Exercise text –
I’ve got a confession to make. I like alcohol, I like it a lot. An American that drank as much as me would probably spend at least three weeks out of every year of their life in a rehab clinic. Americans are strange. The main problem I have with alcohol is not health, work or relationship related. The problem I have is alcokleptomania… a terrible compulsion to rob shit when I’m drunk.
I’ve robbed all sorts of things whilst under the influence, things I don’t even want, things I don’t need. I don’t really know why I do it, I’m usually so fucked when the alcokleptomania kicks in that I don’t even know about it until the next morning when I wake up and see someone’s licence plate and a 24 pack of yoplait yogurts on my bedside locker. Don’t ask.
But today I seek forgiveness for my crimes. I can’t go to church because last time I went there it induced a near-fatal case of boredom in me. So instead I confess to you, the public… The public that doesn’t know who I am or where I live, incidentally.
So here I go:
I once robbed a bottle of Sambuca from a bar. The bartender was chatting up a girl at the end of the bar when I sneaked around and shoved it up my sleeve (of all places). Didn’t get caught. Didn’t feel guilty.
I once robbed a mobile phone at a party. I couldn’t even use it because it was switched off and I (obviously) couldn’t guess the pin. Threw it into a bin down town.
Another time I was at a concert and I tried to rob some guy’s coat. The dude collared me and I had to pretend that I had a coat the same as his and it was an honest mistake. He should’ve beat my ass right there but he fell for my convincing lies. I went back later and robbed his coat when he wasn’t looking. Idiot.
I went to see Pearl Jam in the Point and got seriously, seriously twisted. Don’t even remember going into the place. Woke up the next morning with a concrete hand in my pocket. From a statue I presume? ? ?
I once robbed 13 glasses, 6 ashtrays and a barstool (all in one night) from a Rugby Club bar. Note to rugby club owners: When a drunken cunt shows up at your bar with an empty sports bag and leaves with a full (clinking) sports bag, you should probably stop him at the door.
Another time, I was at a crazy party in an abandoned house. Got really fucked. Probably the most fucked I have ever been. Woke up the next morning with a high-nelly bicycle in my bedroom. I then noticed I was missing my wallet, my phone and one of my shoes. I don’t really know if this one counts because it might have been a drunken exchange(?).
But lastly, and worst of all, I once robbed a car… my neighbour’s car… at only 15 years old… on Christmas Eve. Could it get any worse than that? Yes, I crashed the fucking thing. Worse still? I got fucking caught. Son of a bitch.
So tell me, is this shit normal… or do I need help?!

1:27 am - March 5th, 2008
“Woke up the next morning with a concrete hand in my pocket. From a statue I presume? ? ?”
For some reason I laughed for a good five mins at that. It was funny. I picked a barmans keys up once. It was an accident. For a good hour and thirty mins, we looked on bewildered, wondering what all the staff were doing running about the place. When I realized what I had done I was too embarrassed to admit it, so I brought them with me.

Data under study –
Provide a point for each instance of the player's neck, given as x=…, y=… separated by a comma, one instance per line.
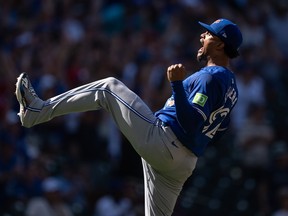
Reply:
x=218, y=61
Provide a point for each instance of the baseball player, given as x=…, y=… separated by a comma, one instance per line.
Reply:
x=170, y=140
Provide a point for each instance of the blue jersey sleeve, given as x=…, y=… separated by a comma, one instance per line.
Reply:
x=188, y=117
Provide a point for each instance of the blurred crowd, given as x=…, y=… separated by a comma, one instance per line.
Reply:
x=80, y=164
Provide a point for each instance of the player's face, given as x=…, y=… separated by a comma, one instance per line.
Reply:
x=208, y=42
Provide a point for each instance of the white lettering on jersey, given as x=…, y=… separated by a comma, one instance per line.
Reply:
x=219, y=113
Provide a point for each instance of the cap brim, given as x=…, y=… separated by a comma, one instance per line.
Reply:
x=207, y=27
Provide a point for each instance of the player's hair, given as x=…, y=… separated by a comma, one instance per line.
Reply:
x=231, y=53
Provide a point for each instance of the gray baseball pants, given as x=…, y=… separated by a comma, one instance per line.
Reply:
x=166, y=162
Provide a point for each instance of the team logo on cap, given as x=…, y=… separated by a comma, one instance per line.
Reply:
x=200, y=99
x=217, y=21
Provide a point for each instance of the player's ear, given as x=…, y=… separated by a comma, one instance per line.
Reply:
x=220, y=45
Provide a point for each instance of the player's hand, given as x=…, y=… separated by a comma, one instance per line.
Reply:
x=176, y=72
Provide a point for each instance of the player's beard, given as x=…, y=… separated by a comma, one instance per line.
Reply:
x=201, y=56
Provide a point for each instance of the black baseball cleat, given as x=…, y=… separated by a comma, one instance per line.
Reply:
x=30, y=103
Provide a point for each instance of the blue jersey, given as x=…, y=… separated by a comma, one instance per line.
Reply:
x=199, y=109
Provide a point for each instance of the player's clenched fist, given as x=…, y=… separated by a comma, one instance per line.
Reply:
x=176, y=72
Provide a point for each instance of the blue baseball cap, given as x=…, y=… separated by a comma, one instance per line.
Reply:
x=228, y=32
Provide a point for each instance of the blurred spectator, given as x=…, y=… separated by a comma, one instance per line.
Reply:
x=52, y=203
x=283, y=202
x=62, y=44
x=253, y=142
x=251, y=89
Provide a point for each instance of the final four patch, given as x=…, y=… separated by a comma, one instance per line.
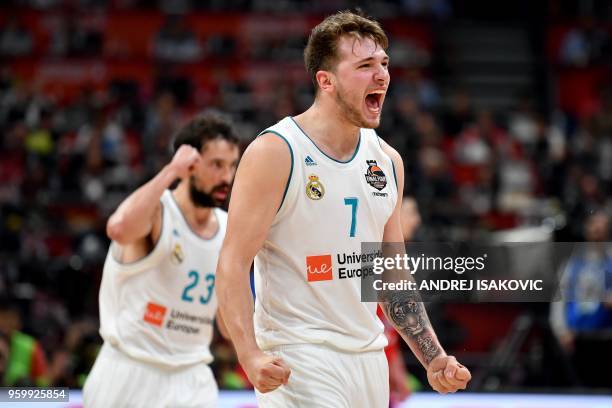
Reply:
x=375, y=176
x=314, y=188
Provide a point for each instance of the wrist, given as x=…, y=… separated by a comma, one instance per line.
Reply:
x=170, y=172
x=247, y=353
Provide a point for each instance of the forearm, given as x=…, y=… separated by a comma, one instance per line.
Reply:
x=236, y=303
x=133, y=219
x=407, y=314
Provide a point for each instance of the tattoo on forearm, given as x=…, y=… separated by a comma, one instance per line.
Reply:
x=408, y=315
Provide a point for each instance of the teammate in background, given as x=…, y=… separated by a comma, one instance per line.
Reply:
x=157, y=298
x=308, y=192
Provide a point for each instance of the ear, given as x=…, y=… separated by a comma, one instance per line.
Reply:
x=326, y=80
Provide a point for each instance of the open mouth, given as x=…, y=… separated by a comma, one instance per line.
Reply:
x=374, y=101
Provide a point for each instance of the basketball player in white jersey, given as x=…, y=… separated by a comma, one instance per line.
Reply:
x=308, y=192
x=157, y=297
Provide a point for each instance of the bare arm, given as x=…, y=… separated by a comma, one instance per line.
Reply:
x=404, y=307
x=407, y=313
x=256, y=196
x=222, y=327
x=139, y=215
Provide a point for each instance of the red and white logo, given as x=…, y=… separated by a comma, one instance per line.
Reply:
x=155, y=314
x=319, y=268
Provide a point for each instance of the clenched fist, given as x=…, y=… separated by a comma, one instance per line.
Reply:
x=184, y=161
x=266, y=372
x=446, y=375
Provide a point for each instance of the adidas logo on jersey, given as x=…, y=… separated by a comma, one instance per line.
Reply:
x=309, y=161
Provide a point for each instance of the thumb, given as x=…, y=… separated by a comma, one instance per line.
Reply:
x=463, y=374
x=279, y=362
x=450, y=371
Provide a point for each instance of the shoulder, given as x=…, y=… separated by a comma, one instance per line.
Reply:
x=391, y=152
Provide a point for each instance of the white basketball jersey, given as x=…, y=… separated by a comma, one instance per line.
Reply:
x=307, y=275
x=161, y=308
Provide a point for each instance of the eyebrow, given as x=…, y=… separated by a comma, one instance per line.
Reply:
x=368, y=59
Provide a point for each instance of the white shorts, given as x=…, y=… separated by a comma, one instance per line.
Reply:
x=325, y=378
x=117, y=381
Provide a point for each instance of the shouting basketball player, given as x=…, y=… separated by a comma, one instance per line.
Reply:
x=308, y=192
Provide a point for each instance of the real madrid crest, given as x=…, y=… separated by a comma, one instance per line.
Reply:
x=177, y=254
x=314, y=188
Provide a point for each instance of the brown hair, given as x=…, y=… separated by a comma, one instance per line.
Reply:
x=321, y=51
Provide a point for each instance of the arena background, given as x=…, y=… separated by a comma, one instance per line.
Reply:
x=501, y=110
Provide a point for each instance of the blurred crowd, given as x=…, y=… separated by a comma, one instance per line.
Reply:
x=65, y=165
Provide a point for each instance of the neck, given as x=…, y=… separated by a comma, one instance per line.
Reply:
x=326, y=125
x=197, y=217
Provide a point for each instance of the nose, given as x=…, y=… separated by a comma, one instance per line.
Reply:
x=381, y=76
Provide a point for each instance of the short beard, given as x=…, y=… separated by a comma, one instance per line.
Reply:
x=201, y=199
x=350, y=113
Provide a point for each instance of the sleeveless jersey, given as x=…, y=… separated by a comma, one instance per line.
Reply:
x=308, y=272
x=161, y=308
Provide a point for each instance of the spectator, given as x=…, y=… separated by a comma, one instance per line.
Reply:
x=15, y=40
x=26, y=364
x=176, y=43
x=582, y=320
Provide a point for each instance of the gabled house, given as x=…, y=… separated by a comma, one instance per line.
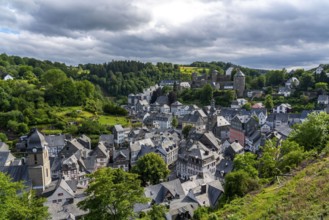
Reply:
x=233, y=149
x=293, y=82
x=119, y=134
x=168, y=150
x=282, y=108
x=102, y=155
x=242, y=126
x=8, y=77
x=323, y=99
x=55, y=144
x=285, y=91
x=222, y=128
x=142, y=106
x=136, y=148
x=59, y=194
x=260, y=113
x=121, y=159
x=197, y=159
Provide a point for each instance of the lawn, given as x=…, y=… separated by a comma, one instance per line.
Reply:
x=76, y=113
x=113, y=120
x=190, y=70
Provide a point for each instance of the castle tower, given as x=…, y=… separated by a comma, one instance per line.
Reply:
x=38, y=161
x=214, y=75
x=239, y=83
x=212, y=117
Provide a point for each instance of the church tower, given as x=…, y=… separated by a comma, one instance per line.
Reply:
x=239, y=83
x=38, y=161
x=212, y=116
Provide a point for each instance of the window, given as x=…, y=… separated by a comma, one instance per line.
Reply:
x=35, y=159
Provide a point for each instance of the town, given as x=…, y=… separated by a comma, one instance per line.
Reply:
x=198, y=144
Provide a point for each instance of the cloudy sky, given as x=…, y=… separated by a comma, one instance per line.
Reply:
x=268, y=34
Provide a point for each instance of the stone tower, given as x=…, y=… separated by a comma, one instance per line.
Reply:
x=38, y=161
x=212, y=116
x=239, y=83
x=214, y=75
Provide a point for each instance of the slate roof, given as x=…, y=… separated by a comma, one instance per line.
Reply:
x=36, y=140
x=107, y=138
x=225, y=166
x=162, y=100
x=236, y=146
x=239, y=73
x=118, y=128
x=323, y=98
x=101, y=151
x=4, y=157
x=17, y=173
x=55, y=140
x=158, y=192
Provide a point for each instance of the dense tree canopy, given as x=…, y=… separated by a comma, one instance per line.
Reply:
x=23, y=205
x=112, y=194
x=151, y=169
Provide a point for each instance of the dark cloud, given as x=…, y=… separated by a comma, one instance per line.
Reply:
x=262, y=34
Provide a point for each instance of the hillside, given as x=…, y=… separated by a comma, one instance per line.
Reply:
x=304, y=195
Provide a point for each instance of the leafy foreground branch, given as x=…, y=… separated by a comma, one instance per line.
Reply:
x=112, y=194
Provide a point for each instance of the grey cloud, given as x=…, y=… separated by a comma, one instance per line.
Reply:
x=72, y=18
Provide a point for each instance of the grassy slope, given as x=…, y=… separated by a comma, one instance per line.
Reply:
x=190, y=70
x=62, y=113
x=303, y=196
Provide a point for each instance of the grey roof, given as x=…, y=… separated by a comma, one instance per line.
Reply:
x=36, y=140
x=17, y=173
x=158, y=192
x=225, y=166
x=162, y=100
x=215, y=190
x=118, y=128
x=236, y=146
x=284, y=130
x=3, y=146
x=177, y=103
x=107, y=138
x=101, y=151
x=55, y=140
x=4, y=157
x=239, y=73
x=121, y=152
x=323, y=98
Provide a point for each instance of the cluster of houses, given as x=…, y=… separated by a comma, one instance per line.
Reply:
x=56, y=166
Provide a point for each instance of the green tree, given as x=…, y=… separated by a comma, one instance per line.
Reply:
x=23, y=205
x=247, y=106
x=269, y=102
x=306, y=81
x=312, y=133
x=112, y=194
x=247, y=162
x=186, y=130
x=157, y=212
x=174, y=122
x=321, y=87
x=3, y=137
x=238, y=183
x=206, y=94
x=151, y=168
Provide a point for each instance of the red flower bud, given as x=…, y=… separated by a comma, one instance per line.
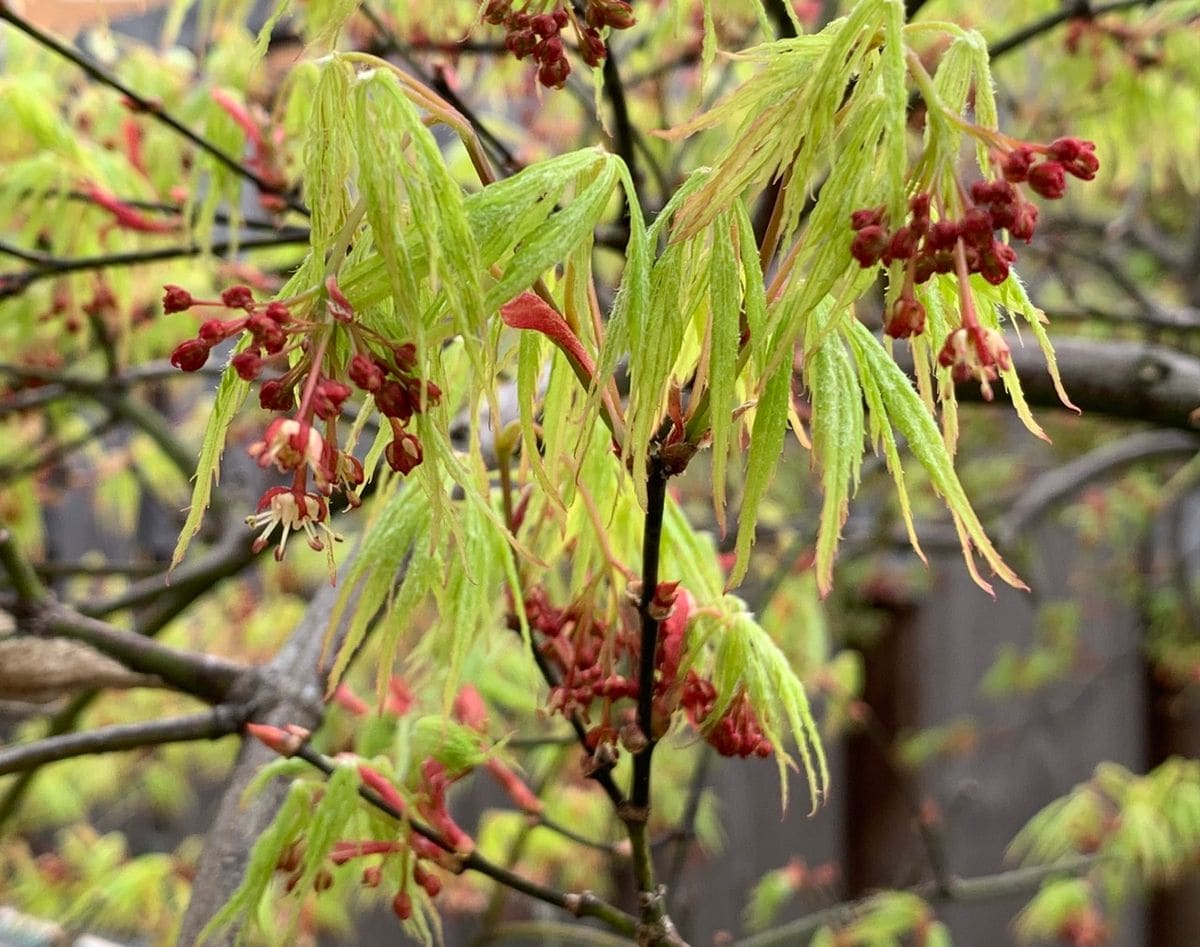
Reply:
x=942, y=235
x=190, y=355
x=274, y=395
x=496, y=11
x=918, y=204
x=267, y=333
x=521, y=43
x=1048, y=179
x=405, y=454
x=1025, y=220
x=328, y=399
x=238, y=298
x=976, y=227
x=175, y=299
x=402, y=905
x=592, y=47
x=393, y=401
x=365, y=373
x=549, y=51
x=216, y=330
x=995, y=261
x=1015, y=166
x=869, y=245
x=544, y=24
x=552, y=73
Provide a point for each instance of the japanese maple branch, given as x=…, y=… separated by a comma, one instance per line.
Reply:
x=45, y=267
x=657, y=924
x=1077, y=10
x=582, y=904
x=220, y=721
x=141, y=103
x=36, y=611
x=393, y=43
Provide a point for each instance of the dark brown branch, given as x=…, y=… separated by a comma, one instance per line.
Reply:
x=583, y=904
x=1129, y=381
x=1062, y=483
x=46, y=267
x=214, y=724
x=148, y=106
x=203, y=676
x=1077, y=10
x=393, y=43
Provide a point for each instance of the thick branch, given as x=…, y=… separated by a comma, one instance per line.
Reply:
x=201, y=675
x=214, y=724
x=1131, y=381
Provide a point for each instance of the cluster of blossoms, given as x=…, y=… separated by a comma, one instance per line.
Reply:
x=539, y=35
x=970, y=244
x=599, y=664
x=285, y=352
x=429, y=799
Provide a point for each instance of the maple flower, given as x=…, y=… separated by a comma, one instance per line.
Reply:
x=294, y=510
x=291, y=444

What is required – Write out the passage of the text about drunken thefts between "But today I" and "Didn’t feel guilty.", inclusive. The lines come from a different source than the text about drunken thefts.

Problem solution –
But today I seek forgiveness for my crimes. I can’t go to church because last time I went there it induced a near-fatal case of boredom in me. So instead I confess to you, the public… The public that doesn’t know who I am or where I live, incidentally.
So here I go:
I once robbed a bottle of Sambuca from a bar. The bartender was chatting up a girl at the end of the bar when I sneaked around and shoved it up my sleeve (of all places). Didn’t get caught. Didn’t feel guilty.